OBJECTIVE: In the records below, convert everything from the line containing "the tan combat" down through the line containing "<point>273,395</point>" into a Markdown table. Use the columns Number and Content, and leave out blank lines.

[Point labeling data from photos]
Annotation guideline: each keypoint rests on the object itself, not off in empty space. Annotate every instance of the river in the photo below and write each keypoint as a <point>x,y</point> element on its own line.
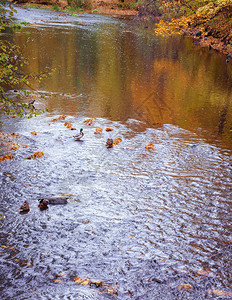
<point>139,223</point>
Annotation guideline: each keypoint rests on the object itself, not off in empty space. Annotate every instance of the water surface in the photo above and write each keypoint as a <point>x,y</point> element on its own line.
<point>145,221</point>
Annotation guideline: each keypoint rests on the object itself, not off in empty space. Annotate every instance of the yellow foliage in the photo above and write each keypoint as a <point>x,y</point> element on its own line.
<point>36,154</point>
<point>6,157</point>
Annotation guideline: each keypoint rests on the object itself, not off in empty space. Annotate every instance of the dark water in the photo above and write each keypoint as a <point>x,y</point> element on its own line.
<point>143,222</point>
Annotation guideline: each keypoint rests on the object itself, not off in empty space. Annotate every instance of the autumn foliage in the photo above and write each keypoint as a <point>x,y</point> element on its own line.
<point>206,17</point>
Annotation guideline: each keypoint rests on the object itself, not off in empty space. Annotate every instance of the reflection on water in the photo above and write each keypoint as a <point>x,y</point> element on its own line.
<point>145,221</point>
<point>120,70</point>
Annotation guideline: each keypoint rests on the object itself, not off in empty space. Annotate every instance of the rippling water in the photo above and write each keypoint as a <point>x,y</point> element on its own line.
<point>141,221</point>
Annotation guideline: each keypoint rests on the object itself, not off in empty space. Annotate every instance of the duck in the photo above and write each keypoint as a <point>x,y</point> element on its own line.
<point>79,135</point>
<point>25,207</point>
<point>43,204</point>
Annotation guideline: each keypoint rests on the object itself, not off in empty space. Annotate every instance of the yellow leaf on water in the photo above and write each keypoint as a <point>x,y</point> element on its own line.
<point>57,280</point>
<point>85,282</point>
<point>6,157</point>
<point>204,272</point>
<point>98,131</point>
<point>117,141</point>
<point>185,286</point>
<point>109,129</point>
<point>68,125</point>
<point>77,280</point>
<point>149,146</point>
<point>59,118</point>
<point>220,293</point>
<point>90,121</point>
<point>36,154</point>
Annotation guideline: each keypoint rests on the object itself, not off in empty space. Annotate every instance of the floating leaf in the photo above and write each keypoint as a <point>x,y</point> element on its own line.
<point>149,146</point>
<point>106,287</point>
<point>7,247</point>
<point>57,280</point>
<point>185,286</point>
<point>117,141</point>
<point>59,118</point>
<point>220,293</point>
<point>6,157</point>
<point>109,129</point>
<point>90,121</point>
<point>36,154</point>
<point>69,125</point>
<point>98,131</point>
<point>109,143</point>
<point>24,263</point>
<point>204,272</point>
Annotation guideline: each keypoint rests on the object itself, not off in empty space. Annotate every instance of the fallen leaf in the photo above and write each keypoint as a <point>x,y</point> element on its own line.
<point>109,143</point>
<point>68,125</point>
<point>117,141</point>
<point>57,280</point>
<point>36,154</point>
<point>98,131</point>
<point>6,157</point>
<point>7,247</point>
<point>61,274</point>
<point>185,286</point>
<point>59,118</point>
<point>204,272</point>
<point>149,146</point>
<point>24,263</point>
<point>109,129</point>
<point>90,121</point>
<point>220,293</point>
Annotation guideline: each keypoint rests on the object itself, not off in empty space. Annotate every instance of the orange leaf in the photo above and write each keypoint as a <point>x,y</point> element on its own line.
<point>204,272</point>
<point>5,157</point>
<point>68,125</point>
<point>77,280</point>
<point>149,146</point>
<point>185,286</point>
<point>109,129</point>
<point>57,280</point>
<point>36,154</point>
<point>220,293</point>
<point>117,141</point>
<point>90,121</point>
<point>59,118</point>
<point>98,131</point>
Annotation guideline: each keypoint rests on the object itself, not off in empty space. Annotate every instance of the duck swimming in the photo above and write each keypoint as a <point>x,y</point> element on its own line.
<point>79,135</point>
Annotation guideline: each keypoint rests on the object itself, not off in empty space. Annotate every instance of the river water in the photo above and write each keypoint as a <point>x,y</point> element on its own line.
<point>144,224</point>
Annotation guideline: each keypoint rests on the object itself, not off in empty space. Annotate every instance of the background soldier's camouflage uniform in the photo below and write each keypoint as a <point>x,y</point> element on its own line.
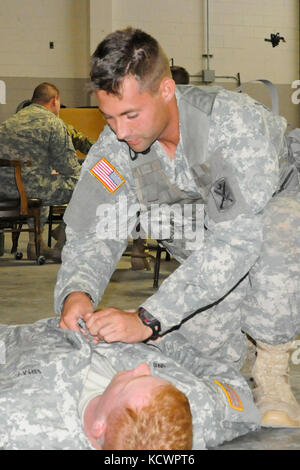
<point>46,367</point>
<point>232,138</point>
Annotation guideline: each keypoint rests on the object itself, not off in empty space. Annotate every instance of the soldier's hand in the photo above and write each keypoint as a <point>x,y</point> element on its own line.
<point>76,306</point>
<point>112,324</point>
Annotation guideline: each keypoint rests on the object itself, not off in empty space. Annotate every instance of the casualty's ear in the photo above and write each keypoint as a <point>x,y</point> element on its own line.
<point>167,89</point>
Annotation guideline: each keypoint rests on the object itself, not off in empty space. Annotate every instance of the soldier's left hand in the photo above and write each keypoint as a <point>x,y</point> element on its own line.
<point>112,324</point>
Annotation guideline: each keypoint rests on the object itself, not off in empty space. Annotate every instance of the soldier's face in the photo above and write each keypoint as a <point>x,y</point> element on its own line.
<point>138,118</point>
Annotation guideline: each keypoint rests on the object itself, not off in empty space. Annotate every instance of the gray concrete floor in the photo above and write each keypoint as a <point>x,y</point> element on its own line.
<point>26,295</point>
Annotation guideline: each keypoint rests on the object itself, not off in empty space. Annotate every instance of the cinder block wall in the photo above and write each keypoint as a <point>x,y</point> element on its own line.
<point>237,29</point>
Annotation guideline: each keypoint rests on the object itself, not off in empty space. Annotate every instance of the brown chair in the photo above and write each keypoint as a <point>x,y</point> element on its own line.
<point>16,212</point>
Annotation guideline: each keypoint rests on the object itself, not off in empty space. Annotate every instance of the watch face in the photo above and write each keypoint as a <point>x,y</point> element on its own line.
<point>152,322</point>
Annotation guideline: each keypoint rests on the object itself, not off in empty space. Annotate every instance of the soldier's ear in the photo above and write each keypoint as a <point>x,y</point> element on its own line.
<point>167,89</point>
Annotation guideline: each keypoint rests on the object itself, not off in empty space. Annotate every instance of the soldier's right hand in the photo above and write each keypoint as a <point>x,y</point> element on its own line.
<point>76,305</point>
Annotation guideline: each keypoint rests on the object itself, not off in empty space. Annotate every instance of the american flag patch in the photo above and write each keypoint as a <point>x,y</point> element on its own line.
<point>108,175</point>
<point>232,396</point>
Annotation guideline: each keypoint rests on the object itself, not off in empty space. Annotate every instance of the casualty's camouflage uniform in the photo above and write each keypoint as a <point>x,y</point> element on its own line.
<point>37,134</point>
<point>232,157</point>
<point>45,369</point>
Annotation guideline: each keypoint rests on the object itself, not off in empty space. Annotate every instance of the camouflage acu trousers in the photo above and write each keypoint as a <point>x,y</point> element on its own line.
<point>266,304</point>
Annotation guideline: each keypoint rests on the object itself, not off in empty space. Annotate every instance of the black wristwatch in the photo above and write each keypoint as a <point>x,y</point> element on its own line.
<point>148,320</point>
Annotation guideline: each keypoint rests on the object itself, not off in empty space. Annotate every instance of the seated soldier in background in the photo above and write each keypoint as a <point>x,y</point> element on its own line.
<point>180,75</point>
<point>36,133</point>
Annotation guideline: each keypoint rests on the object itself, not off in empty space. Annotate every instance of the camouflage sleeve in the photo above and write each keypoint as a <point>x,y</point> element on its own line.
<point>245,160</point>
<point>62,153</point>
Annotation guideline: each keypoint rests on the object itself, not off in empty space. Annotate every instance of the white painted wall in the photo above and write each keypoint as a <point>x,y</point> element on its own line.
<point>237,32</point>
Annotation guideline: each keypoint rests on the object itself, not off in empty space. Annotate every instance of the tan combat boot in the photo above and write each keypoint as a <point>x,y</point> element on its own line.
<point>273,395</point>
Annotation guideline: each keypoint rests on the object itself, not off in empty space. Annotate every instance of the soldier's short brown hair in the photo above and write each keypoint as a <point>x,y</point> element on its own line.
<point>164,424</point>
<point>128,52</point>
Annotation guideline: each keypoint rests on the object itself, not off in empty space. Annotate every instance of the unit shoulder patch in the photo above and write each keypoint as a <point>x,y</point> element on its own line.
<point>107,175</point>
<point>222,194</point>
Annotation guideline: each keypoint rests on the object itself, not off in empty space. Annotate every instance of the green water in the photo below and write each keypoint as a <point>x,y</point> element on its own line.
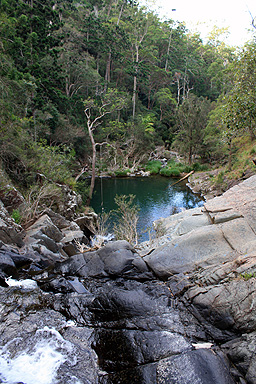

EXERCISE RESPONSE:
| Number | Content |
|---|---|
| 1 | Annotation guideline: each keypoint rests on the object itself, not off in empty space. Annotate every instance of the tan combat boot in the photo above and write each keypoint as a <point>x,y</point> element on its own line. |
| 2 | <point>273,395</point> |